[Dataset entries]:
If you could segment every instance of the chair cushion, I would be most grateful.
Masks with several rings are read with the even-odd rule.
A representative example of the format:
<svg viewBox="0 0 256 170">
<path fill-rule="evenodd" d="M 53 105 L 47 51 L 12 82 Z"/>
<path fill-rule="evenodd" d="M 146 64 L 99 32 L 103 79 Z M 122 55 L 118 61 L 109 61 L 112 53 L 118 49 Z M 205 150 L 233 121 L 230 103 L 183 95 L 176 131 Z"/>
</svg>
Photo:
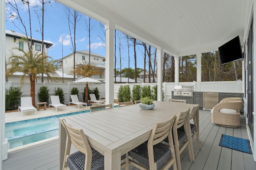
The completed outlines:
<svg viewBox="0 0 256 170">
<path fill-rule="evenodd" d="M 104 156 L 92 148 L 92 170 L 104 170 Z M 80 151 L 77 151 L 68 157 L 67 164 L 70 170 L 84 170 L 85 155 Z"/>
<path fill-rule="evenodd" d="M 196 131 L 196 125 L 194 124 L 190 123 L 190 129 L 191 129 L 191 133 L 194 133 L 194 132 Z M 178 129 L 179 131 L 183 131 L 185 132 L 185 129 L 184 129 L 184 126 L 182 126 L 181 127 L 180 127 Z"/>
<path fill-rule="evenodd" d="M 213 113 L 213 109 L 214 107 L 213 107 L 212 110 L 211 111 L 211 113 L 212 114 Z M 234 109 L 222 109 L 220 110 L 220 113 L 232 113 L 235 114 L 237 113 L 237 111 L 236 110 L 234 110 Z"/>
<path fill-rule="evenodd" d="M 158 143 L 153 147 L 154 157 L 158 169 L 172 156 L 172 151 L 169 147 L 162 143 Z M 129 156 L 149 167 L 147 142 L 144 142 L 129 152 Z"/>
<path fill-rule="evenodd" d="M 224 113 L 233 113 L 235 114 L 237 113 L 237 111 L 234 109 L 222 109 L 220 110 L 220 112 Z"/>
<path fill-rule="evenodd" d="M 182 131 L 177 130 L 177 131 L 178 132 L 178 139 L 179 141 L 179 144 L 180 147 L 182 144 L 187 139 L 187 134 L 184 131 Z M 172 135 L 172 138 L 173 138 L 173 134 Z M 169 143 L 168 137 L 166 137 L 164 139 L 164 141 L 167 143 Z M 175 145 L 174 143 L 174 144 Z"/>
</svg>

[Exercise]:
Please set down all of the records above again, unchanged character for character, and leave the pictures out.

[The result]:
If you could segment every instance of the chair cushion, I would be most grateful.
Masks with several rings are read with the even-odd rule.
A representative example of the format:
<svg viewBox="0 0 256 170">
<path fill-rule="evenodd" d="M 53 105 L 47 51 L 12 82 Z"/>
<path fill-rule="evenodd" d="M 146 64 L 99 32 L 103 79 Z M 122 55 L 118 61 L 109 61 L 112 53 L 118 49 Z M 205 150 L 233 121 L 230 103 L 183 95 L 176 131 Z"/>
</svg>
Photo:
The completed outlines:
<svg viewBox="0 0 256 170">
<path fill-rule="evenodd" d="M 104 156 L 92 148 L 92 170 L 104 170 Z M 80 151 L 77 151 L 68 157 L 67 164 L 70 170 L 84 170 L 85 155 Z"/>
<path fill-rule="evenodd" d="M 196 131 L 196 125 L 194 124 L 190 123 L 190 129 L 191 129 L 191 133 L 194 133 L 194 132 Z M 178 129 L 179 131 L 183 131 L 185 132 L 185 129 L 184 129 L 184 126 L 182 126 L 181 127 L 180 127 Z"/>
<path fill-rule="evenodd" d="M 213 113 L 213 109 L 214 107 L 213 107 L 212 110 L 211 111 L 211 113 L 212 114 Z M 234 109 L 222 109 L 220 110 L 220 113 L 232 113 L 235 114 L 237 113 L 237 111 L 236 110 L 234 110 Z"/>
<path fill-rule="evenodd" d="M 158 143 L 153 147 L 154 157 L 158 169 L 172 156 L 172 151 L 169 147 L 162 143 Z M 129 156 L 149 167 L 147 142 L 144 142 L 129 152 Z"/>
<path fill-rule="evenodd" d="M 224 113 L 233 113 L 235 114 L 237 113 L 237 111 L 234 109 L 222 109 L 220 110 L 220 112 Z"/>
<path fill-rule="evenodd" d="M 182 131 L 177 130 L 177 131 L 178 132 L 178 139 L 179 141 L 179 144 L 180 147 L 182 144 L 187 139 L 187 134 L 184 131 Z M 172 135 L 172 138 L 173 138 L 173 134 Z M 169 143 L 168 137 L 166 137 L 164 139 L 164 141 L 167 143 Z M 175 145 L 174 143 L 174 144 Z"/>
</svg>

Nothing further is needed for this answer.